> [GIVEN TASK 1]:
Translate this sentence from the mailing-list thread into Spanish: "I'm interested in this feature too and would be happy to help."

> [PROVIDED PASSAGE]:
==*==
On 8/10/2022 1:03 AM, Florent Revest wrote:
> On Thu, Jun 9, 2022 at 6:27 AM Xu Kuohai <xukuohai@...wei.com> wrote:
>> On 6/7/2022 12:35 AM, Mark Rutland wrote:
>>> On Thu, May 26, 2022 at 10:48:05PM +0800, Xu Kuohai wrote:
>>>> On 5/26/2022 6:06 PM, Mark Rutland wrote:
>>>>> On Thu, May 26, 2022 at 05:45:03PM +0800, Xu Kuohai wrote:
>>>>>> On 5/25/2022 9:38 PM, Mark Rutland wrote:
>>>>>>> On Wed, May 18, 2022 at 09:16:33AM -0400, Xu Kuohai wrote:
>>>>>>>> As noted in that thread, I have a few concerns which equally apply here:
>>>>>>>
>>>>>>> * Due to the limited range of BL instructions, it's not always possible to
>>>>>>>    patch an ftrace call-site to branch to an arbitrary trampoline. The way this
>>>>>>>    works for ftrace today relies upon knowingthe set of trampolines at
>>>>>>>    compile-time, and allocating module PLTs for those, and that approach cannot
>>>>>>>    work reliably for dynanically allocated trampolines.
>>>>>>
>>>>>> Currently patch 5 returns -ENOTSUPP when long jump is detected, so no
>>>>>> bpf trampoline is constructed for out of range patch-site:
>>>>>>
>>>>>> if (is_long_jump(orig_call, image))
>>>>>>     return -ENOTSUPP;
>>>>>
>>>>> Sure, my point is that in practice that means that (from the user's PoV) this
>>>>> may randomly fail to work, and I'd like something that we can ensure works
>>>>> consistently.
>>>>>
>>>>
>>>> OK, should I suspend this work until you finish refactoring ftrace?
>>>
>>> Yes; I'd appreciate if we could hold on this for a bit.
>>>
>>> I think with some ground work we can avoid most of the painful edge cases and
>>> might be able to avoid the need for custom trampolines.
>>>
>>
>> I'v read your WIP code, but unfortunately I didn't find any mechanism to
>> replace bpf trampoline in your code, sorry.
>>
>> It looks like bpf trampoline and ftrace works can be done at the same
>> time. I think for now we can just attach bpf trampoline to bpf prog.
>> Once your ftrace work is done, we can add support for attaching bpf
>> trampoline to regular kernel function. Is this OK?
> 
> Hey Mark and Xu! :)
> 
> I'm interested in this feature too and would be happy to help.
> 
> I've been trying to understand what you both have in mind to figure out a way
> forward, please correct me if I got anything wrong! :)
> 
> 
> It looks like, currently, there are three places where an indirection to BPF is
> technically possible. Chronologically these are:
> 
> - the function's patchsite (currently there are 2 nops, this could become 4
>    nops with Mark's series on per call-site ops)
> 
> - the ftrace ops (currently called by iterating over a global list but could be
>    called more directly with Mark's series on per-call-site ops or by
>    dynamically generated branches with Wang's series on dynamic trampolines)
> 
> - a ftrace trampoline tail call (currently, this is after restoring a full
>    pt_regs but this could become an args only restoration with Mark's series on
>    DYNAMIC_FTRACE_WITH_ARGS)
==*==
> [PROVIDED RECORDS]:
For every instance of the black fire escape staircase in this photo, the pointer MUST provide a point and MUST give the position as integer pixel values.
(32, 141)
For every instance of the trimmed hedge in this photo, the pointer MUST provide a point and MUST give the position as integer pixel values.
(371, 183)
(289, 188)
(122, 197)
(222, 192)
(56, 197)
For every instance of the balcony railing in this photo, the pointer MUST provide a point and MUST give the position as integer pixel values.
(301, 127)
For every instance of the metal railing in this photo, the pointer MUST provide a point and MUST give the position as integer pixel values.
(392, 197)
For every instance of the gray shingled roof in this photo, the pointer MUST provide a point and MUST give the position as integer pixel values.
==*==
> [GIVEN TASK 2]:
Write out the stretch of the rows from the line containing "For every instance of the balcony" through the end of the rows, requests included. Multiply every point coordinate in the answers by 2.6 and round to whole numbers, with halves rounded up.

> [OUTPUT 1]:
Esta función también me interesa y con gusto ayudaría.

> [OUTPUT 2]:
For every instance of the balcony railing in this photo, the pointer MUST provide a point and MUST give the position as integer pixel values.
(783, 330)
For every instance of the metal railing in this photo, the pointer MUST provide a point and MUST give the position as integer pixel values.
(1019, 512)
For every instance of the gray shingled roof in this photo, the pointer MUST provide a point and MUST give the position as integer pixel values.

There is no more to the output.